• **INSTRUCTIONS TO FOLLOW**
The listing below holds a line with "point(924, 231)" and a later line with "point(332, 241)". Write out those two lines and every line between them, exactly, and nothing else.

• **SOURCE DATA**
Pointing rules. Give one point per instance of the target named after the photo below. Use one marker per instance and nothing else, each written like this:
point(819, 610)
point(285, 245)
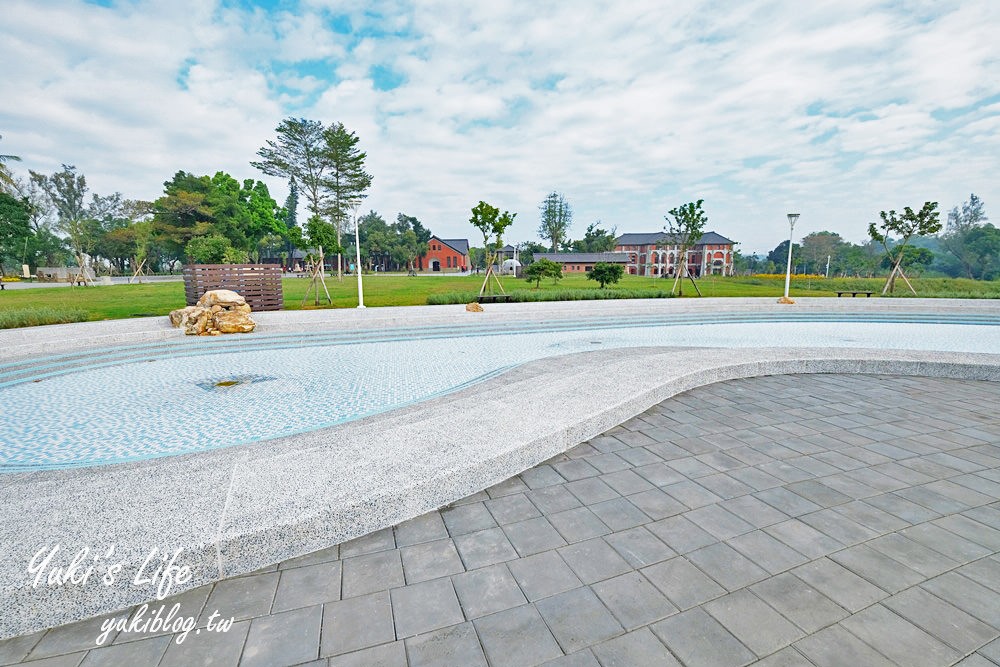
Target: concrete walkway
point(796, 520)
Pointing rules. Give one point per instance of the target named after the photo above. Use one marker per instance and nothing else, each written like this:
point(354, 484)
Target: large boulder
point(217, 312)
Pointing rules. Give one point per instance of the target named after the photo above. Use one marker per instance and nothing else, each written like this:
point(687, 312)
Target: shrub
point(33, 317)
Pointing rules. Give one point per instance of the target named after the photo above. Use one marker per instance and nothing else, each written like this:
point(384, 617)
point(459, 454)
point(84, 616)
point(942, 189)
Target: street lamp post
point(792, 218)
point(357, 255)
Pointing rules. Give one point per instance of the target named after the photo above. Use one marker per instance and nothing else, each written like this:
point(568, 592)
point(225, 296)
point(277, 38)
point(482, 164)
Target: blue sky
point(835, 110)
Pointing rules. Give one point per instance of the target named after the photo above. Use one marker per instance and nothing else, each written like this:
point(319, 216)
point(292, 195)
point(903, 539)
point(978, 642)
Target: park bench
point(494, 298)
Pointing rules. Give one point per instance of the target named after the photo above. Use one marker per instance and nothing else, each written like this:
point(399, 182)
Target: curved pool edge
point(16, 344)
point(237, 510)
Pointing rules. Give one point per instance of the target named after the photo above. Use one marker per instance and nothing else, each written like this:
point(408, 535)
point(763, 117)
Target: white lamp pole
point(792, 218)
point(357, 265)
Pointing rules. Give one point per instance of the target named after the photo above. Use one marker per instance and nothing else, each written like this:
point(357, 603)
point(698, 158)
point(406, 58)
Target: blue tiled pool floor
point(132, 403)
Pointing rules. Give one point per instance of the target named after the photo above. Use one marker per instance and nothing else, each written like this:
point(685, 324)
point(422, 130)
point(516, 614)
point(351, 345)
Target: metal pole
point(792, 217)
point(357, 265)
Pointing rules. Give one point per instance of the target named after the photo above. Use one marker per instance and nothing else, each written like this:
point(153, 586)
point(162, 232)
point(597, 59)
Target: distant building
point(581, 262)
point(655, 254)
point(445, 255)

...

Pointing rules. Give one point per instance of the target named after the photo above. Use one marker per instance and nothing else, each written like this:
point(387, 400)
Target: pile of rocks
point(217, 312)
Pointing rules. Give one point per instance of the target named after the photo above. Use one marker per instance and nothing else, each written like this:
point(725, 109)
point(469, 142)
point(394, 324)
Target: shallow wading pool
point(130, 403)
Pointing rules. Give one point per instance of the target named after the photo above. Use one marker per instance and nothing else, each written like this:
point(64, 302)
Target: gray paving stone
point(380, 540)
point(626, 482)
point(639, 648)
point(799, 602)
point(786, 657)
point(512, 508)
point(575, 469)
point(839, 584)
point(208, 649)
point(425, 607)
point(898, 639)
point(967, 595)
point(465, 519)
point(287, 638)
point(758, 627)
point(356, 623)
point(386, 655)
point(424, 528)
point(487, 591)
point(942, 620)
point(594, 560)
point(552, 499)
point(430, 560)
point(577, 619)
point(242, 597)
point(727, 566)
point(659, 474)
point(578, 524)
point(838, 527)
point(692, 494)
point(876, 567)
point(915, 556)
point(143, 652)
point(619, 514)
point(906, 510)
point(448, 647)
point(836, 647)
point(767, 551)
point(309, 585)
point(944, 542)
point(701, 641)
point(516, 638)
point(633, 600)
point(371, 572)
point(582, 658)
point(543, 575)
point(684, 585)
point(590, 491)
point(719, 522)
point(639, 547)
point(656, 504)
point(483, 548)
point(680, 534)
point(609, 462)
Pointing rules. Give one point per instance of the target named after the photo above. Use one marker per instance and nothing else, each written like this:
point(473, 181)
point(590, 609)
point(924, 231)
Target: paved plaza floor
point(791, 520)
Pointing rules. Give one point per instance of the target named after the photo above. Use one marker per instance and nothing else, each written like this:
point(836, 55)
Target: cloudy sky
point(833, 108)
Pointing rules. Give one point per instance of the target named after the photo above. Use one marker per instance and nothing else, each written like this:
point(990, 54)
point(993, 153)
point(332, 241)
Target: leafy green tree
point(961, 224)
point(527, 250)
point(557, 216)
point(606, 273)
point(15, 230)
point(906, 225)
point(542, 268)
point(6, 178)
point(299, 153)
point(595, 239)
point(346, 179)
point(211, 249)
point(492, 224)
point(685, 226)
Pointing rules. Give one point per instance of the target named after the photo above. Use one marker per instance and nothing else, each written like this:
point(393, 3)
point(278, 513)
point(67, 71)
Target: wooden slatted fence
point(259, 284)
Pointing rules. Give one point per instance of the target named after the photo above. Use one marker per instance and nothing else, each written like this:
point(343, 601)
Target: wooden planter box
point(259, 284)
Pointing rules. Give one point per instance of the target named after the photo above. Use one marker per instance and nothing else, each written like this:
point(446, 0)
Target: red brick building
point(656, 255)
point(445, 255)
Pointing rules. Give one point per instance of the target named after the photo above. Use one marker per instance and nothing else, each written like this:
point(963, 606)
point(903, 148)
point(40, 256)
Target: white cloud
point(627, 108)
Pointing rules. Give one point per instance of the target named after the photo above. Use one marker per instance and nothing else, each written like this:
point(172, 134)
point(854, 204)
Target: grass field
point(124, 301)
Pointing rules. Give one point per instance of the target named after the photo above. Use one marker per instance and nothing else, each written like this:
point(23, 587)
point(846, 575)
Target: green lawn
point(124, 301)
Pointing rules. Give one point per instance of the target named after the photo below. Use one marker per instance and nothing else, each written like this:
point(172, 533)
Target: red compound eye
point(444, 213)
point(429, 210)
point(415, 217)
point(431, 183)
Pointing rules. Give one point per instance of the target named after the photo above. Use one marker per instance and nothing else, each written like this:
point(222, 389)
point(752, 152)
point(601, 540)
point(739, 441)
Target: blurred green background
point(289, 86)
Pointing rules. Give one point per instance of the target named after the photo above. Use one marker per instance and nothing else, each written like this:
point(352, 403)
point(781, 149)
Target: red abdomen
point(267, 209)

• **ANSWER SPACE**
point(924, 231)
Target: paved plaza floor
point(791, 520)
Pointing rules. Give one point per instance of the target named after the photo above. Use one marker per instance and nothing else, each written like this:
point(836, 55)
Target: cloudy sky
point(833, 108)
Pointing rules. Give one point per instance of the target named after the photo above. Use one marker per instance and nothing else, each written like this:
point(990, 54)
point(993, 153)
point(332, 241)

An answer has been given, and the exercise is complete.